JOB:
In the forum thread on whether piracy and open source are green, find the passage that begins with the words containing "Open Source Softwares are" and ends with "with Bio-degradable solutions.". Set that passage down word for word.

EXCERPT:

# Is Piracy/Open Source Green?



## gopi_vbboy (Oct 1, 2008)

*i35.tinypic.com/2yyvx8w.jpg

First of all ....I appoligise for taking a topic regarding piracy...Actually im not talking of pirated software but the piracy file sharing Protocol used in opensource...This is not an Encouragement to Piracy.....the word piracy is coz i got that pic with that word...i wanted to relate with downloading..

Open Source Softwares are available for Downloads from Ftp,Http,servers.......So Do u think the Software should be manufactured....Covered in Plastic boxes......Go to retailer....We go and Buy/Order.....We Through it back(Not sure this happens in INDIA)...Is this Ecofreindly?

I am not encouraging Piracy but the way of marketing is not Green in Software Industry...........This is the Point of Argument......


----------



## amizdu (Oct 2, 2008)

In my opinion, only expensive softwares must be packed in thick plastic cases.
Cheaper ones can manage with Bio-degradable solutions.
(But, usually most people preserve the jewel cases.)

And, yeah Open Source softwares, shared through some P2P or any other means are much better anyway.

And I don't want to comment on piracy.



BTW, did you make that diagram?


----------



## gopi_vbboy (Oct 2, 2008)

WELL......no......i found this funny pic while googling regarding green computing


----------



## amc888 (Oct 2, 2008)

Buy the genuine software from corresponding vendors website instead of buying from shopes.


----------



## rosemolr (Oct 7, 2008)

Piracy Great...I really Like it..who care genuine S**tS..


----------



## Hitboxx (Oct 7, 2008)

Ohhk, we don't want any more such posts, closed!


----------

Rows of object-pointing data:
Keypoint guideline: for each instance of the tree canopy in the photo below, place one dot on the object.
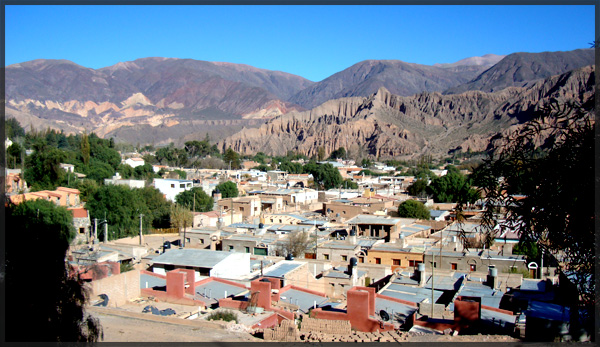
(204, 202)
(413, 209)
(228, 189)
(543, 175)
(56, 313)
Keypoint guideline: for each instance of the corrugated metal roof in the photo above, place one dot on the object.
(282, 268)
(303, 299)
(192, 257)
(533, 285)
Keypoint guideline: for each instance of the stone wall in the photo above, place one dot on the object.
(119, 288)
(325, 326)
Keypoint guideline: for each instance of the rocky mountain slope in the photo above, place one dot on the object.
(160, 100)
(398, 77)
(387, 125)
(521, 69)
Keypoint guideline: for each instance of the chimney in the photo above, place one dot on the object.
(492, 278)
(402, 241)
(420, 274)
(352, 237)
(353, 270)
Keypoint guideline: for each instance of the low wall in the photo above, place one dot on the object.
(120, 288)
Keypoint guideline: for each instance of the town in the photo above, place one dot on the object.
(348, 252)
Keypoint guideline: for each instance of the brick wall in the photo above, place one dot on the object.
(287, 332)
(325, 326)
(119, 288)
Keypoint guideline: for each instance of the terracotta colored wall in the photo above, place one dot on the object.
(467, 312)
(409, 303)
(264, 296)
(175, 284)
(269, 322)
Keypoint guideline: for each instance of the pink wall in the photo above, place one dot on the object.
(268, 322)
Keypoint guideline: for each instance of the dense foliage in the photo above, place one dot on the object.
(202, 202)
(228, 189)
(543, 176)
(56, 313)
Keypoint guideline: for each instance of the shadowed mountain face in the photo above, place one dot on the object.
(157, 100)
(520, 69)
(387, 125)
(398, 77)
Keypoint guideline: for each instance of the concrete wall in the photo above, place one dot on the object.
(387, 258)
(119, 288)
(234, 266)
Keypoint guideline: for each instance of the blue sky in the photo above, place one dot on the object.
(310, 41)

RESPONSE:
Open Source Softwares are available for Downloads from Ftp,Http,servers.......So Do u think the Software should be manufactured....Covered in Plastic boxes......Go to retailer....We go and Buy/Order.....We Through it back(Not sure this happens in INDIA)...Is this Ecofreindly?

I am not encouraging Piracy but the way of marketing is not Green in Software Industry...........This is the Point of Argument......


----------



## amizdu (Oct 2, 2008)

In my opinion, only expensive softwares must be packed in thick plastic cases.
Cheaper ones can manage with Bio-degradable solutions.